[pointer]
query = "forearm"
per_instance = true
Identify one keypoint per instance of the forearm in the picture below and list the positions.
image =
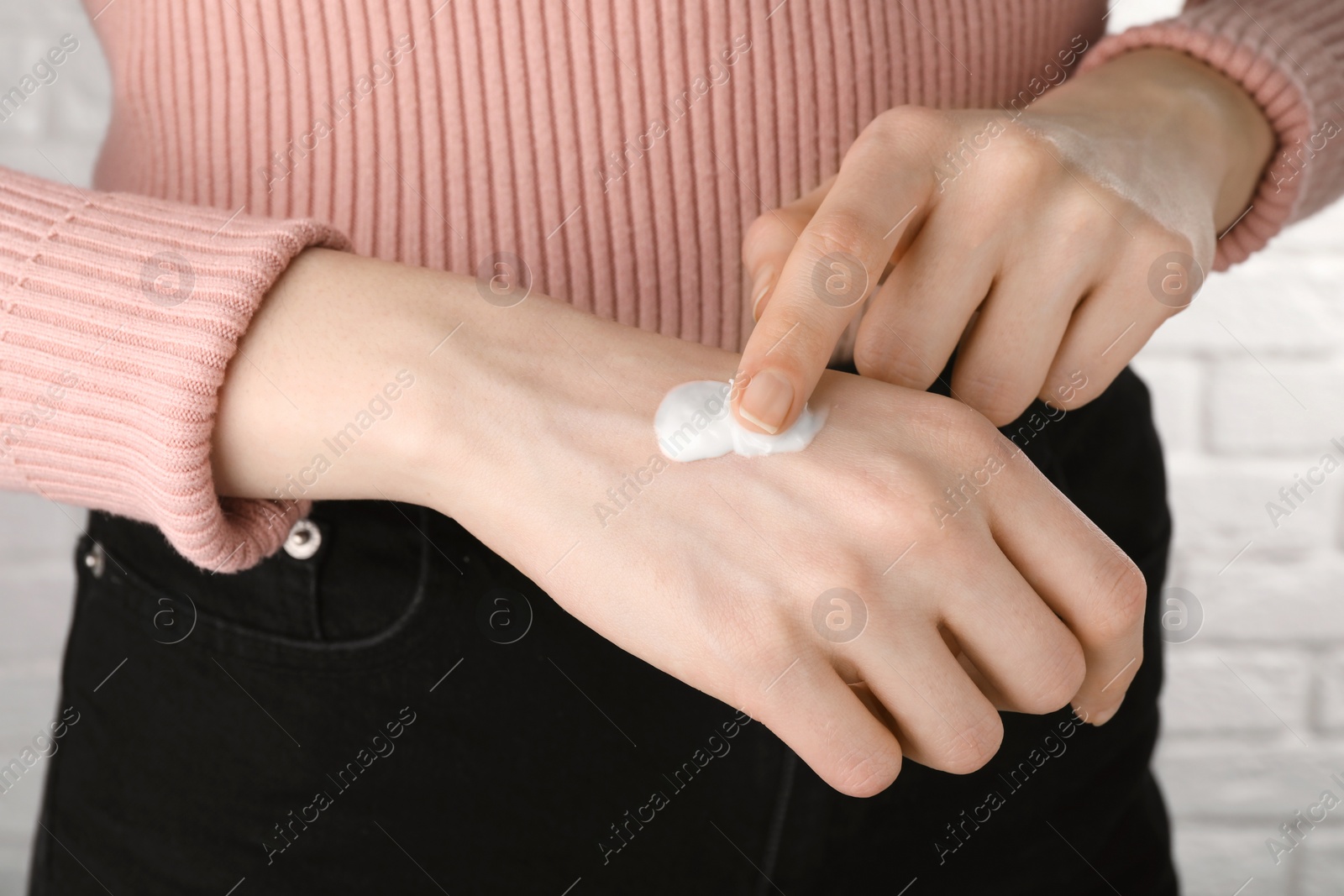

The task
Convert every line of the entries above into a Markdown table with the columns "Row" and "Text". Number the rows, leave out blank lines, and omit the pictures.

The reply
| Row | Text |
|---|---|
| 1 | [pointer] |
| 2 | query = "forearm" |
| 3 | per_instance = true |
| 4 | Identify one keypoint per instance of the forearm in the picture below and list the positions. |
| 5 | image = |